To do
From the first line to the last, retype the listing without any alteration.

(Records supplied)

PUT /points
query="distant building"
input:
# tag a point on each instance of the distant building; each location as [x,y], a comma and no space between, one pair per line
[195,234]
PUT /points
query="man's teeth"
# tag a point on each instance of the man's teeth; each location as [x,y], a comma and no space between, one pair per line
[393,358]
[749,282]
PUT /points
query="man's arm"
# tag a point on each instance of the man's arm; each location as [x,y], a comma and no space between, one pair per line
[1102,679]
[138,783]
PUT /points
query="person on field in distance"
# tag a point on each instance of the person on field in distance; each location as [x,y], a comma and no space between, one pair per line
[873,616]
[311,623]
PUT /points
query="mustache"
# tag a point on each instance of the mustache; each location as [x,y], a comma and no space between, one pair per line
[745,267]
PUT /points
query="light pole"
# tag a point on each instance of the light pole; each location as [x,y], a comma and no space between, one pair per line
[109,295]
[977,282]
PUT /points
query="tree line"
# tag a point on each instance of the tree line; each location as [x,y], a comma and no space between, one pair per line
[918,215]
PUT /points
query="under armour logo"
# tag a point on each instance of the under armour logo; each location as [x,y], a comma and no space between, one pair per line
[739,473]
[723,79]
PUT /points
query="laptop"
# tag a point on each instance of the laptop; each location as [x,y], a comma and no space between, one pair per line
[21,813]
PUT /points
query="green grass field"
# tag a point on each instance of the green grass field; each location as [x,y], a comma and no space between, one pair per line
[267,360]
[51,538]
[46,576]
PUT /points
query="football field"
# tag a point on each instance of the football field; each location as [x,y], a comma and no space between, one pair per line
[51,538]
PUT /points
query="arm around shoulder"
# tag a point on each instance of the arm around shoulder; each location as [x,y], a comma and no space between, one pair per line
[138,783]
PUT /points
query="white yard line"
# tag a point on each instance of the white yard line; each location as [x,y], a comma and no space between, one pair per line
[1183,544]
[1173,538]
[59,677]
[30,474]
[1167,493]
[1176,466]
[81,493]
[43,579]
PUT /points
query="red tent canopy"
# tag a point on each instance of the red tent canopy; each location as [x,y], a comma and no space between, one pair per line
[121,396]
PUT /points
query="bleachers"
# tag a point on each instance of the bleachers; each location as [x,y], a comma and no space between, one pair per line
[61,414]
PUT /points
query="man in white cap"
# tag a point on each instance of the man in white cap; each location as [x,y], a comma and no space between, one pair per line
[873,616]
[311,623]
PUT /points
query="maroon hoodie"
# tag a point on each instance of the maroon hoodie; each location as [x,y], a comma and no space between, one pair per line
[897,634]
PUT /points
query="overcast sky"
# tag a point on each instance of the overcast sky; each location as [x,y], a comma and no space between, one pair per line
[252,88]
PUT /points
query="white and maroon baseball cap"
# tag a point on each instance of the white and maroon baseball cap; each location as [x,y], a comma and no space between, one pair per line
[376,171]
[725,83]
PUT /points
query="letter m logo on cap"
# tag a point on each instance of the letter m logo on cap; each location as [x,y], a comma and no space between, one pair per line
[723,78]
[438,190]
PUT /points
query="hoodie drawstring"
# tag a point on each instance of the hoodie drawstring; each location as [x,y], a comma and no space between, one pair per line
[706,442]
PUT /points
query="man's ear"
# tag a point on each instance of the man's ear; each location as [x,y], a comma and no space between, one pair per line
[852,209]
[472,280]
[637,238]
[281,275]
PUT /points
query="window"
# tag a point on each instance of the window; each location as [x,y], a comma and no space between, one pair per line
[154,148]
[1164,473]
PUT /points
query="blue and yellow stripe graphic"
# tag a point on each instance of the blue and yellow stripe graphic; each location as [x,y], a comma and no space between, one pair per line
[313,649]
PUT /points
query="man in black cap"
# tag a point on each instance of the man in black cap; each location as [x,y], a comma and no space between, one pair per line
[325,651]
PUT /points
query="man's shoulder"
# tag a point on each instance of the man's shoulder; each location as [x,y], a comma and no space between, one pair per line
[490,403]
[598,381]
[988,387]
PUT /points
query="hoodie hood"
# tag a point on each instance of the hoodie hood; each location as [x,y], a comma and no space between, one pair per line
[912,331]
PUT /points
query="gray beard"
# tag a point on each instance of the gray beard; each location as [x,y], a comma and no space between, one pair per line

(End Records supplied)

Answer area
PUT /points
query="distant building"
input:
# tag a point on each instance of the distant building; each location as [x,y], a comma and no space between, one pair per line
[195,234]
PUT /points
query="man's teeth"
# tag a point on each instance of the man's teeth; each location as [x,y], a comma and no space between, one pair per line
[393,358]
[749,282]
PUT /points
query="man's arm"
# tag a point on each instance of the man's arm; each location as [x,y], a comma and no space between, one pair per line
[1102,679]
[138,783]
PUT /points
query="person on field in distance"
# tag a point on each instance of the person on field in distance; each location as [x,y], a comma and no space between, one pair per line
[873,616]
[311,623]
PUT /points
query="mustache"
# tag a point on each instance of the mustache; each location as [x,y], a comma and no space between, one pair per line
[745,267]
PUT /points
query="light pole"
# tag a point on each instance of the light pole; each location as [x,y], a comma and no space between, one pair per line
[109,295]
[977,282]
PUT /points
query="tree line"
# tag a point on each instance of the tree line; each location as [x,y], a comma and no space between, one pair per line
[918,215]
PUT /points
query="under armour logo"
# tag a point on each instance of the under armour logo; each location as [x,y], a comma and no space between, one pair per line
[739,473]
[723,79]
PUT /points
query="laptop"
# tag a point on each instance of the laptop; each location as [x,y], a comma and no space between, one pair per line
[21,813]
PUT /points
query="green grass field"
# tag a point on each instance of the green grass field; each location as [x,y], a comma and no space between, one pair per line
[267,360]
[51,538]
[46,576]
PUT /points
query="football field"
# tag a point on each instance of the football field; each location as [x,y], a comma and no space between, one pair per line
[51,538]
PUT /points
query="arm around shoulder"
# tag a point on each instance of the arm around shoulder; each location as [x,y], a comma and no space between, one pair per line
[138,783]
PUT /points
query="white yard line"
# tag a point on each instance of the white yard line; each location as [x,y], a comma and no space between, one pair per line
[1183,544]
[1173,538]
[59,677]
[30,474]
[1167,493]
[1176,466]
[81,493]
[43,579]
PUT /points
query="red tent canopy"
# tag a point on each instance of the red tent canopy; each location as [x,y], a comma and no space between, one pair per line
[121,396]
PUT /points
query="bleachers"
# tag a point on each instance of the bleachers; each location as [x,y], a comma and no space between, one pair per line
[61,414]
PUT /points
query="man in white cap"
# tag a point on each instance of the man in white cap; each location as [x,y], a comma and no space between, one pair per line
[873,616]
[311,623]
PUT /points
query="maroon hoodie"
# tag a point on each instance of the maroon hoodie; each location as [x,y], a comma and no space between, one pair per line
[897,634]
PUT /points
query="overcast sky"
# tag a point on each instance of the overcast sky; each location as [x,y], a comma and no space between, one pair per line
[252,88]
PUT /points
query="white and maroon baseball cap"
# tag a point on each instance of the white and maroon baseball cap; each location as [x,y], a comma and no space between, one pair per line
[376,171]
[725,83]
PUT /points
query="letter m logo on cap"
# tag a point on each instance of the letter m logo on cap; each location as [x,y], a comma and no space between, one pair per line
[723,78]
[438,190]
PUT /points
query="hoodie drawstring"
# tag a point on each instance of the hoodie drawstring; each location as [x,y], a comma and no space between, one pair per line
[706,442]
PUT /points
query="man's ear"
# tag a point on each instance of the man's ear; each location as [x,y], a comma and no space between, one pair per line
[852,209]
[472,280]
[637,238]
[281,275]
PUT /points
query="window"
# tag a point on each instance of the window; each location as [x,y], a comma and no space between, one pair per line
[154,148]
[1164,473]
PUT /points
query="blue and yellow stripe graphic"
# tag a point on each instance of the blue and yellow stripe graphic; each location as [x,y], a comma and no space between, one pair per line
[313,649]
PUT /points
query="man in black cap"
# tag a point on each instance of the man in black cap; each location as [x,y], a comma and no space between, one pair per line
[325,651]
PUT /points
query="man's shoulder"
# tag a point on each instance of the man's shoulder; each location as [x,y], a comma and no space between, one pair per line
[490,403]
[598,381]
[988,387]
PUT /points
query="hoodie hood"
# tag a point on each instance of the hoodie hood; each location as [x,y], a comma and no space between, one pair per line
[912,331]
PUT /points
query="gray beard"
# tag a point on each instance of the gray beard; each location as [x,y], a comma and no space between, one pair per line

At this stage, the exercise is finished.